Prosigue el fragmento sobre los años de formación futbolística de Rovirola a partir de su última oración.

Fragmento:

——

En esos días calzaba las Total 90 rojas y grises e idolatraba a Pavel Nedved: recuerda mirar fotos suyas e imprimirlas y mirar vídeos suyos e imitarlo en el campo o en el patio. En el campo, pantalones cortos y rodillas peladas, pintadas de amarillo Betadine, y en el patio, pantalones largos con rodilleras. “Era fútbol, fútbol y fútbol”, apunta. Después de iniciar su vida futbolística en el club del pueblo, pasó al Banyoles y al Girona.

Rovirola creció con la generación de David Juncà, Pere Pons y Sebas Coris, un año más jóvenes. Juncà debutó con el primer equipo en el 2011, Pons en el 2012 y Coris en el 2013, mientras él se desvivía por el bautizo: “Sentía cierta envidia por los demás. Ahora incluso en Segunda RFEF tienes tu nombre en la camiseta, pero antes tener una camiseta era tu sueño. Y debutar ya suponía tener tres. O cuatro. Era frustrante, porque la oportunidad no llegaba nunca”. Ya casi había perdido la ilusión: en verano del 2014 había intentado dejar el club para empezar su camino en una categoría inferior.

——

Material proporcionado:
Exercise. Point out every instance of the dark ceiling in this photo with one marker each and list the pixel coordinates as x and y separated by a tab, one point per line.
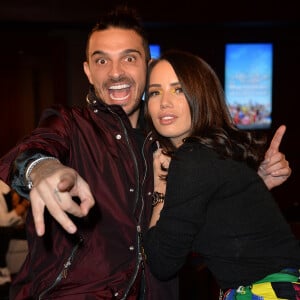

——

Resultado del ejercicio:
Finalmente, la oportunidad llegó el 4 de abril del 2015, en una ajustada victoria ante el Valladolid en Montilivi con goles de Aday Benítez y Eloi Amagat (2-1): saltó al césped en el minuto 89 en sustitución de Àlex Granell y de la mano de Pablo Machín, con 22 años, seis meses y 23 días y con el dorsal ’44’: todavía guarda la camiseta enmarcada en casa.

 

“Un día no pude coger a mi hija del suelo. Me vino gateando e intenté levantarla, pero no pude. Jugar con dolores es una cosa, pero eso ya era muy heavy”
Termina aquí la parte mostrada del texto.